--- Document extract ---
To measure progress, students are retested every five months and the school tracks its students over the long term as well. "Our followup research of over 200 students shows that 80 per cent went on to reach their academic goals and career goals." Ms. Young adds.

One of those 80 per cent is Daniel Cooper, 27, who attended Arrowsmith in the late 1980s. Diagnosed with dyslexia as a youngster, Mr. Cooper and his parents were told he would never complete high school and, at best, could expect to make a living pumping gas.

"I remember all. through fifth grade I would sit in the back of the classroom, play with my cars, daydream and, once in a while, the teacher would give me some token math assignment. I didn't really start to learn until I was 14 and started Arrowsmith," says Mr. Cooper, a university graduate now working as an in-house consultant with Fox River Financial Resources in Chicago.

"The greatest thing I can say about the program is that it enabled me to realize my dreams."

Not to mention other fringe benefits.

"We see tremendous improvement in the students' overall lives," Ms. Young says. "They make and maintain friendships more easily and get along better with their parents and siblings."

To reach a wider community of learning-disabled students, the Arrowsmith program was introduced on a part-time basis as a pilot project to the International School for Bright and Gifted Children, a private school with campuses in both Bolton and Vineland, Ont., and two publicly funded Toronto schools, St. Patrick's Secondary School and St. Theresa Shrine Elementary School.

Lynda Widnhofer was the first teacher in the publicly funded school system to work with the Arrowsmith model and was instrumental in bringing it into both St. Patrick's and St. Theresa's schools in 1997, the year before her retirement.
---
### Exercise description
Condense the paragraph of the Arrowsmith program text that begins "To reach a wider community" into a short list that keeps its main facts. The records are not needed for this task.
--- Dataset excerpts ---
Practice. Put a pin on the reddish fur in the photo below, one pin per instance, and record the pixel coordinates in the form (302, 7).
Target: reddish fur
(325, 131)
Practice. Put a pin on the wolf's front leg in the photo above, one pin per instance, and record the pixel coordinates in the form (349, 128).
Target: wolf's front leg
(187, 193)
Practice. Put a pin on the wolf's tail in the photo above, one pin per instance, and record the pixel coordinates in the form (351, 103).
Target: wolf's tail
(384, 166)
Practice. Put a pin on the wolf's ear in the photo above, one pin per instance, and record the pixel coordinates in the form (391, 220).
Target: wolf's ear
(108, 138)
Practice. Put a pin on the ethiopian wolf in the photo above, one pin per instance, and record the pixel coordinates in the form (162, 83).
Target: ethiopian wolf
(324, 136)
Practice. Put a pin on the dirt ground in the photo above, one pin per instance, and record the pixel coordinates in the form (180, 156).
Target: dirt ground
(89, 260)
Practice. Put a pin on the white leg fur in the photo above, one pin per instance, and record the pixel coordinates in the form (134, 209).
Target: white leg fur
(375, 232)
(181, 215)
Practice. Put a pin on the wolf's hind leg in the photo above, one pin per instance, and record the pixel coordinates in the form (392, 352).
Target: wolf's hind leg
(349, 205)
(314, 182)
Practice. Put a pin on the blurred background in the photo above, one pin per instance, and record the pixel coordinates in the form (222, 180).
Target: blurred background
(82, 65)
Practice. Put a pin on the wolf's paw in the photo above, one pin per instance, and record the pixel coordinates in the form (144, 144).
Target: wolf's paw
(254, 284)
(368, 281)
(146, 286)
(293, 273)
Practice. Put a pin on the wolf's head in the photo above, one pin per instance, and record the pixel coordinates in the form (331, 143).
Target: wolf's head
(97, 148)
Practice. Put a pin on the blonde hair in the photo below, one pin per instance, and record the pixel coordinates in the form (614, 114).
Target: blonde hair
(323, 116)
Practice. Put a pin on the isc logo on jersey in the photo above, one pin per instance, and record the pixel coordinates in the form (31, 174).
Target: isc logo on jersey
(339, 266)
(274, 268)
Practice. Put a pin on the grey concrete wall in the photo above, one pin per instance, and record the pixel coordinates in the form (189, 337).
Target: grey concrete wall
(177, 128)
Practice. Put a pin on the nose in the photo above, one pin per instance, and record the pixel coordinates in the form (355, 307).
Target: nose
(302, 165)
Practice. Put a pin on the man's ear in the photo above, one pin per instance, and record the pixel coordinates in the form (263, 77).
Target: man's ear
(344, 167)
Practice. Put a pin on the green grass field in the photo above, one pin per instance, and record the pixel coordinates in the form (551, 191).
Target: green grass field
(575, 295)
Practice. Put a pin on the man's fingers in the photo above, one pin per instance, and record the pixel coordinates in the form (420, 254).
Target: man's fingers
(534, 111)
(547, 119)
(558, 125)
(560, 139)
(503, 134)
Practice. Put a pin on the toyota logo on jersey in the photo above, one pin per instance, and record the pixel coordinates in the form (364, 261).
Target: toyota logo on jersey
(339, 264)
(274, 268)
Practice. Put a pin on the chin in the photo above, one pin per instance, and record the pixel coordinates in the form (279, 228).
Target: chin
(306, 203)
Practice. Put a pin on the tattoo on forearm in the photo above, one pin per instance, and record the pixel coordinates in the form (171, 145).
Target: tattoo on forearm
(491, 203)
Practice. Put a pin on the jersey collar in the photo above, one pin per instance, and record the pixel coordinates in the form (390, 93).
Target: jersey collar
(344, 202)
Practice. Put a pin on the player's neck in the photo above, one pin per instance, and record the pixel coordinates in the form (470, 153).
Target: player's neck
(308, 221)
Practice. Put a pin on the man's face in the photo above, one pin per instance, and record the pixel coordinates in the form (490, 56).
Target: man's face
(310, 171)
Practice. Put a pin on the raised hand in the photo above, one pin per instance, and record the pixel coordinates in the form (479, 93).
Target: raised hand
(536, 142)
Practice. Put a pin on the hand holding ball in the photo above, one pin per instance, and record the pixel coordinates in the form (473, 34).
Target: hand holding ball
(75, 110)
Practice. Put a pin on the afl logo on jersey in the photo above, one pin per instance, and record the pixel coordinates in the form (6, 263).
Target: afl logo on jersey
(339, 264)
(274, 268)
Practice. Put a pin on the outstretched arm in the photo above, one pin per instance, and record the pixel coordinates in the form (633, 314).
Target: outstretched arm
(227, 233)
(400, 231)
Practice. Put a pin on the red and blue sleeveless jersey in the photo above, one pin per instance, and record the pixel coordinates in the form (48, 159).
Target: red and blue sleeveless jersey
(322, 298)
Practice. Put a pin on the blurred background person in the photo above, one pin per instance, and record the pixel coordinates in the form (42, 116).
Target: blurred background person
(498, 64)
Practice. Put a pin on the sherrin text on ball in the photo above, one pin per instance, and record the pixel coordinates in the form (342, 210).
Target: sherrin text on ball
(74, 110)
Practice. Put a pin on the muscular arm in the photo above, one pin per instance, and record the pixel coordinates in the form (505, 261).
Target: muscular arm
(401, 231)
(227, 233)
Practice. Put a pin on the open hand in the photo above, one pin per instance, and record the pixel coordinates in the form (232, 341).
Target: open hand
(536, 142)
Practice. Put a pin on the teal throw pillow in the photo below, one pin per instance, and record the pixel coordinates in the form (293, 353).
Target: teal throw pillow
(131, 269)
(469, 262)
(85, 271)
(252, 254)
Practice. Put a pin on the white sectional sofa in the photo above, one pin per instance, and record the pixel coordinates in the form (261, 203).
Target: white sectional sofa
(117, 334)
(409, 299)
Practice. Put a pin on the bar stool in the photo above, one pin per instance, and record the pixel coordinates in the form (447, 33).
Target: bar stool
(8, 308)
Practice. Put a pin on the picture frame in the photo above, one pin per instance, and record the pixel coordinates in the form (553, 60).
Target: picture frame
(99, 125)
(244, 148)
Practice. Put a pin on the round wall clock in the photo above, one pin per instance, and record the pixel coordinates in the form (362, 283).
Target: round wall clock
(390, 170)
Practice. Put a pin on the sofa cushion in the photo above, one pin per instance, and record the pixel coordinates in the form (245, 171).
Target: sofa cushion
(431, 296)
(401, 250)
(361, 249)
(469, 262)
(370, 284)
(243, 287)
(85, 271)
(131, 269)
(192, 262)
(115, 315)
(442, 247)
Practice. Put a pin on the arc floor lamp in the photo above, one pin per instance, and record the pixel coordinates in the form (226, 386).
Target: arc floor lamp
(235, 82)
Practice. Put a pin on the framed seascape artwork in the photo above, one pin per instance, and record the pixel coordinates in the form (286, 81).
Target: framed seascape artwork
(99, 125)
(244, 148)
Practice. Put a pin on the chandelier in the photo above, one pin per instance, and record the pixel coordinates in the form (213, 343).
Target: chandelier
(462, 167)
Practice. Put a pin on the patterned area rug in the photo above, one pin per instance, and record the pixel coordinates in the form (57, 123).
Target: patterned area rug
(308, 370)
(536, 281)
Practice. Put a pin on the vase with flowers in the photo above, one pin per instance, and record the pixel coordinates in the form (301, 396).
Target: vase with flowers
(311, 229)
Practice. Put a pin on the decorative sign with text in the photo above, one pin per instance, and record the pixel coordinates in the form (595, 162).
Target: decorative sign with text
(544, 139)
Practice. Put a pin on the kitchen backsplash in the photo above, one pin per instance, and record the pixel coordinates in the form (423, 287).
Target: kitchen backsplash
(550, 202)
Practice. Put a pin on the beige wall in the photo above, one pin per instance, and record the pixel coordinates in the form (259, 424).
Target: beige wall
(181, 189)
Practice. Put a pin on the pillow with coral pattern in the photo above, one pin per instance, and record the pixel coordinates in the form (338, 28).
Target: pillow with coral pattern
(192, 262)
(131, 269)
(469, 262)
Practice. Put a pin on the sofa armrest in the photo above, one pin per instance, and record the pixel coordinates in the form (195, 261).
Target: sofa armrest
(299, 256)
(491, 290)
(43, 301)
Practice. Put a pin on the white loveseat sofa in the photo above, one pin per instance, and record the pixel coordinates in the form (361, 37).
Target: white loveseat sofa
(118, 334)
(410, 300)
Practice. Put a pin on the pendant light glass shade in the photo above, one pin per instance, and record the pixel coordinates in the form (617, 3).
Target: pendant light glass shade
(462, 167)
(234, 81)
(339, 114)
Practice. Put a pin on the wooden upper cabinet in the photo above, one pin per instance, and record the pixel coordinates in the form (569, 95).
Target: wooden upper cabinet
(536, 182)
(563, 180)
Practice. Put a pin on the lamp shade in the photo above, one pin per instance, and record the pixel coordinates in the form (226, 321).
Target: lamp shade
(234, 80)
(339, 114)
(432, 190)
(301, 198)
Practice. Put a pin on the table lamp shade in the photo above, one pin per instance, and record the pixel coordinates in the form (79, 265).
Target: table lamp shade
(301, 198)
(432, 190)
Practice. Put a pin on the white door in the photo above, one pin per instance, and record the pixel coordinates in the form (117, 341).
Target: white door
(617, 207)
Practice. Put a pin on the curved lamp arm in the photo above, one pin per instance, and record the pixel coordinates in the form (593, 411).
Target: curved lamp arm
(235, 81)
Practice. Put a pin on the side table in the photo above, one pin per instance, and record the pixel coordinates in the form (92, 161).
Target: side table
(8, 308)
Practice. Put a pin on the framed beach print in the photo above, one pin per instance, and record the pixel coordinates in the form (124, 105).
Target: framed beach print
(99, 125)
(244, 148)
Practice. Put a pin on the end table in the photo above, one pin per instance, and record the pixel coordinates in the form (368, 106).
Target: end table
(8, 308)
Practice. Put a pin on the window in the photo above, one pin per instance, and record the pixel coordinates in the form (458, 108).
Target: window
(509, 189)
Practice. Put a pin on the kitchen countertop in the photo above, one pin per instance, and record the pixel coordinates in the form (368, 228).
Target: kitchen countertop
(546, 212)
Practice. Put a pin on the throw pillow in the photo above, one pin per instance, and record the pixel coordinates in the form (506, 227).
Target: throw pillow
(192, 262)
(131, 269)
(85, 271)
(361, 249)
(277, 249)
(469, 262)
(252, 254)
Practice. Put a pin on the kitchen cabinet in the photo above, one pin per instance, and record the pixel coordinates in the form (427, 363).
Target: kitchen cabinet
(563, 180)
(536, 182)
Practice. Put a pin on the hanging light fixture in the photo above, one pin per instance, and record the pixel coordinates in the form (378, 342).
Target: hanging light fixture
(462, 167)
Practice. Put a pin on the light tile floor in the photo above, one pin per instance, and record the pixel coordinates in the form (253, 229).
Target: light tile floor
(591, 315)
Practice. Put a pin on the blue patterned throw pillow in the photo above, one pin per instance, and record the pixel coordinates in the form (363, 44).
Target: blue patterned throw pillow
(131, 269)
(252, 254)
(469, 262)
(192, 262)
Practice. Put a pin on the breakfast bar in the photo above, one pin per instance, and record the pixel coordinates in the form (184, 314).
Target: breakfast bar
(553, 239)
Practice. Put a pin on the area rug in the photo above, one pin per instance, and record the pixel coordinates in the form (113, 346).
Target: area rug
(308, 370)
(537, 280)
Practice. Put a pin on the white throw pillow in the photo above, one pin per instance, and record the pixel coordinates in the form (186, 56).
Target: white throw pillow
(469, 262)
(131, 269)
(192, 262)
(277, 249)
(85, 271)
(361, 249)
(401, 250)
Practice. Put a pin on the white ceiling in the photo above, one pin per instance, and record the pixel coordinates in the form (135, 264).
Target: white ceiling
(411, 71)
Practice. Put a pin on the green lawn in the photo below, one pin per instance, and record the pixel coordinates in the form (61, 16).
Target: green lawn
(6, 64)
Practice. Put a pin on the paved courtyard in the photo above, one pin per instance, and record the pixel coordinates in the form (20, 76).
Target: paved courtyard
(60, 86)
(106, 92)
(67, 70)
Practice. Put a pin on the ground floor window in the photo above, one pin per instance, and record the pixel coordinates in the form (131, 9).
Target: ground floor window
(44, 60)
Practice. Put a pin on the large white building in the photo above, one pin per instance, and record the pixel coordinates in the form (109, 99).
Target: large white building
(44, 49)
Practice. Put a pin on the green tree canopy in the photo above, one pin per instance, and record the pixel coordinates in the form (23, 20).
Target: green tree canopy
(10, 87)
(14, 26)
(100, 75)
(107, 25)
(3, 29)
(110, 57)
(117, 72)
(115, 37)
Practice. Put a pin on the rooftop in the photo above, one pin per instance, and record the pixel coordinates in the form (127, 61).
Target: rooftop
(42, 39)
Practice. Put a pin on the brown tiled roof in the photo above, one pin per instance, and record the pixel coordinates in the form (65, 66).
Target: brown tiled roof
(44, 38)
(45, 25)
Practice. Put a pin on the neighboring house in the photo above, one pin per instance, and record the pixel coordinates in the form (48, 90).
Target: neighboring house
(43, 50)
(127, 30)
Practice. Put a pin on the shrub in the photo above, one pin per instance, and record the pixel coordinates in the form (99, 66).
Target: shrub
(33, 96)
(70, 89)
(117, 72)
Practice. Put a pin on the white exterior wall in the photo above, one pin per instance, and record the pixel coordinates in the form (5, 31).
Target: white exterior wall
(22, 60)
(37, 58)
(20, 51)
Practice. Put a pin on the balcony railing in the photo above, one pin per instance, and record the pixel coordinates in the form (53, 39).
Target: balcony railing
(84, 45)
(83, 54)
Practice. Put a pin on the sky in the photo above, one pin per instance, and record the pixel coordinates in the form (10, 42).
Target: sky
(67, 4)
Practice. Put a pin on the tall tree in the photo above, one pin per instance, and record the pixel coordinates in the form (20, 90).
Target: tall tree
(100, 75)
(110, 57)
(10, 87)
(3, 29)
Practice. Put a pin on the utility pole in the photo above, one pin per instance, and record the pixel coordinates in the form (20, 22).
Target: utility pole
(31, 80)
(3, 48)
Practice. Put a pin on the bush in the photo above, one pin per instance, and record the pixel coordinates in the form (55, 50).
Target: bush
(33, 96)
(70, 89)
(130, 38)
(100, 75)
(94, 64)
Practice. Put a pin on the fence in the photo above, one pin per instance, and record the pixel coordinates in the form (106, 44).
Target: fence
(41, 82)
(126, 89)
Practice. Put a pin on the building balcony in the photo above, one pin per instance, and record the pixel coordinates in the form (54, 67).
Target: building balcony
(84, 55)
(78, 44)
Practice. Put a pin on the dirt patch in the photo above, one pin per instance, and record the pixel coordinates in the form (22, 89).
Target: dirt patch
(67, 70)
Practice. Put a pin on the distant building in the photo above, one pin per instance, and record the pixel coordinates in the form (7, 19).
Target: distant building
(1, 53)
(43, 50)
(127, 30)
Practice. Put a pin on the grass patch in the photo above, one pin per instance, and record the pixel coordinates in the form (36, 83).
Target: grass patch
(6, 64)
---
### Task response
- Goal: reach a wider community of learning-disabled students
- Format: the Arrowsmith program was introduced part-time as a pilot project
- Private school: the International School for Bright and Gifted Children, with campuses in Bolton and Vineland, Ont.
- Publicly funded Toronto schools: St. Patrick's Secondary School and St. Theresa Shrine Elementary School